13  Reduce impacts of transportation on natural, cultural, and developed environments.

Reduce impacts of transportation construction, operations, and use on the natural, cultural, and developed environments.

13.1 Impervious surface in the metro area

The plots below illustrate the amount of pavement per county in the Twin Cities. Roads and paved surfaces comprised 11% of surface area in the metro area, compared to 3% for buildings (Host, Rampi, and Knight 2016).

Paving surfaces for roads, buildings, and parking lots increases surface temperatures. Impervious surfaces prevent water from filtering into the ground and trap heat near the ground. Dark impervious surfaces, like asphalt, tend to absorb more heat than lighter colored ones do. As a result, they trap the most heat.

A trend of increasing impervious surface is concerning given climate change. Minnesota is projected to experience large warm-season temperature increases (Angel et al. 2018), specifically with five to 15 more days per summer with a maximum temperature above 95°F by mid-century 2041 - 2070 (Pryor et al. 2014). The Twin Cities region may have over 50 days with temperatures over 90 degrees by 2050, as compared to about 13 days on average today (Notaro, Bennington, and Lofgren 2015).

**Extracted records**.

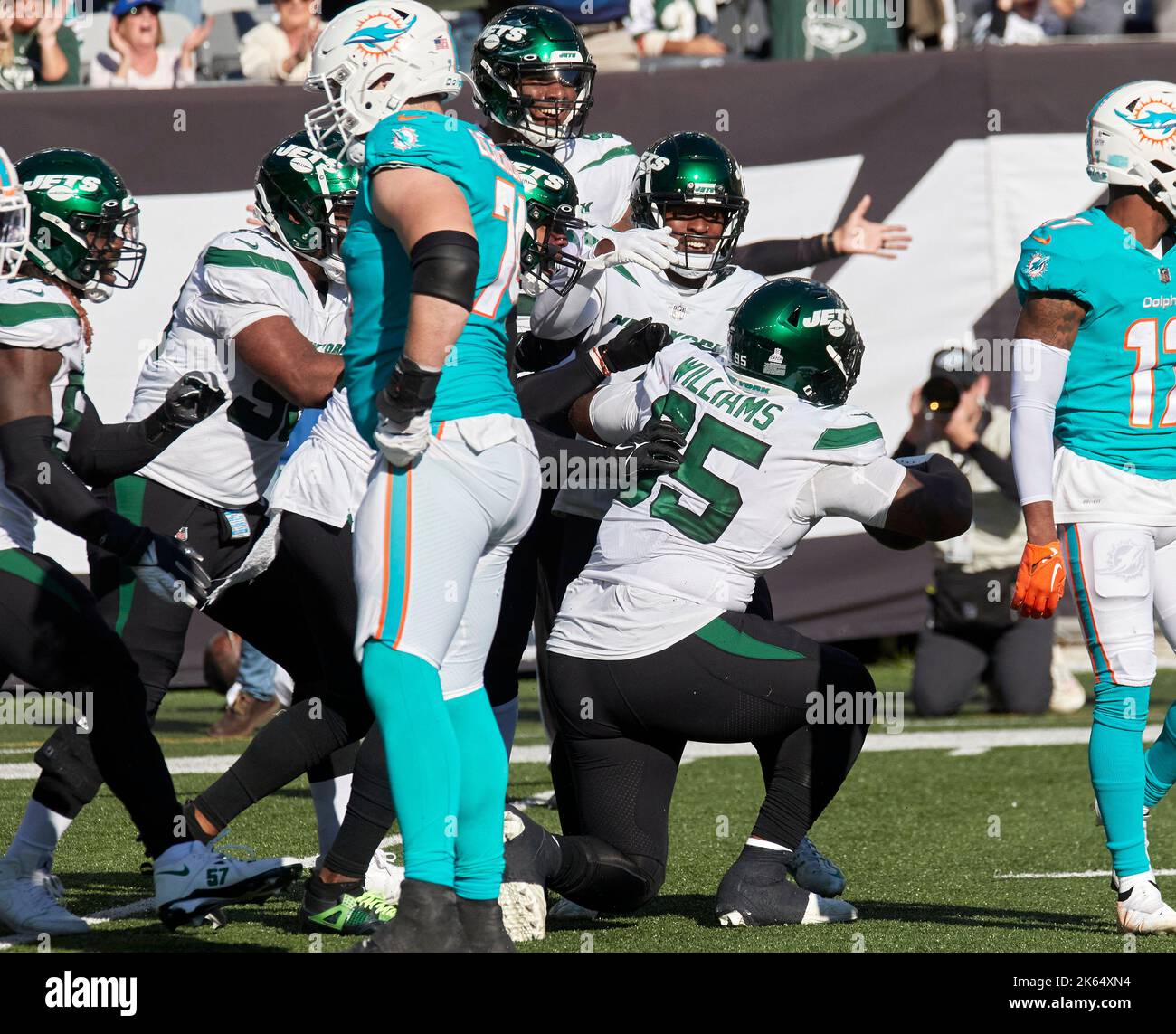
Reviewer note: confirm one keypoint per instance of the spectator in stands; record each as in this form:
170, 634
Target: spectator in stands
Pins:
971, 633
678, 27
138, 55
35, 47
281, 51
* * *
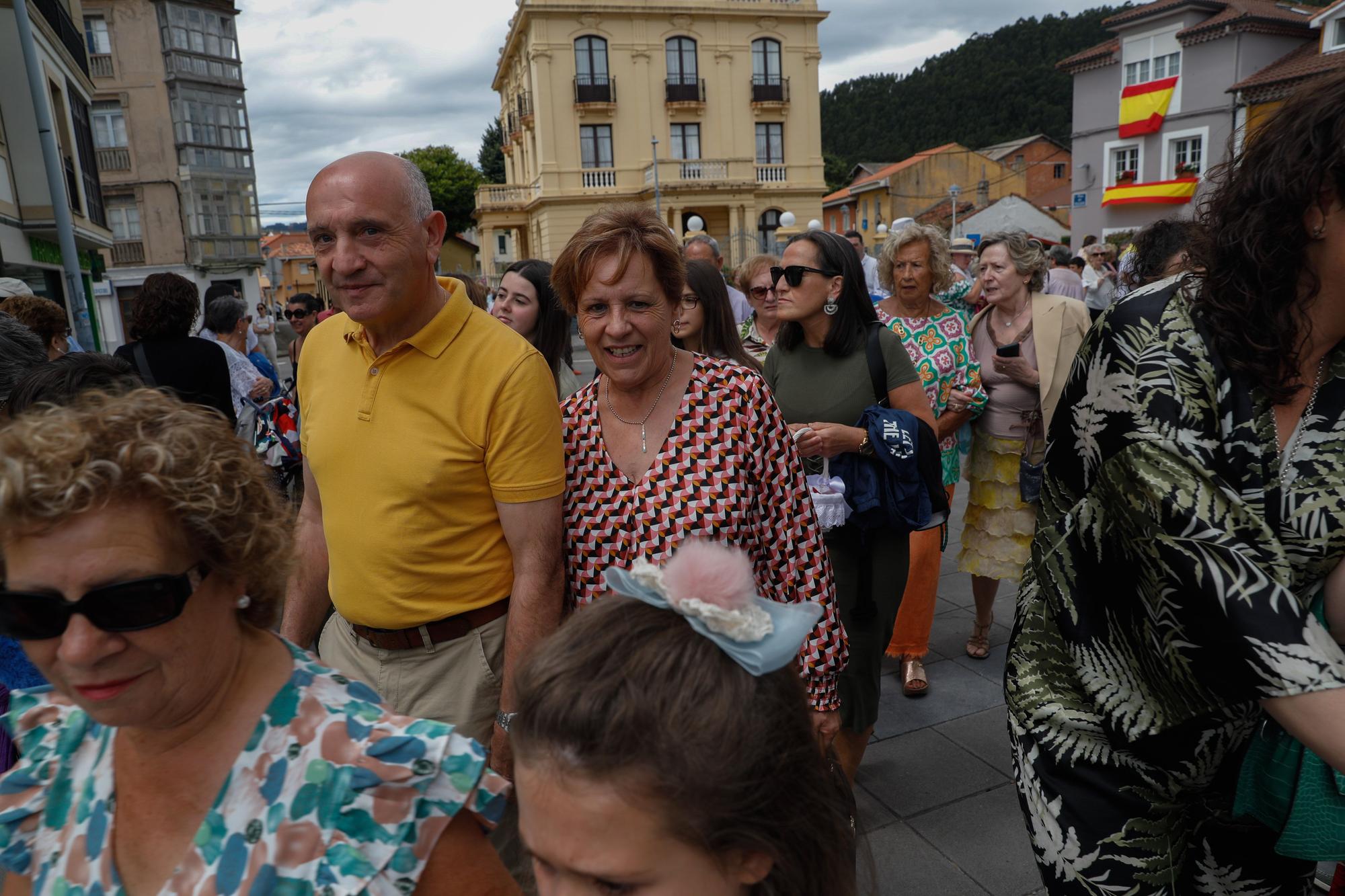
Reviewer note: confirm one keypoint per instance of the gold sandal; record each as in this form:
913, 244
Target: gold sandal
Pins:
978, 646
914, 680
==
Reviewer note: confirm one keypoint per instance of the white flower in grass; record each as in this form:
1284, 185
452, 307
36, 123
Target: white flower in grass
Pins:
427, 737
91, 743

**Work to be completed**.
According to the passage on impervious surface in the metro area, what percentage of surface area in the metro area was made up of roads and paved surfaces?

**Response**.
11%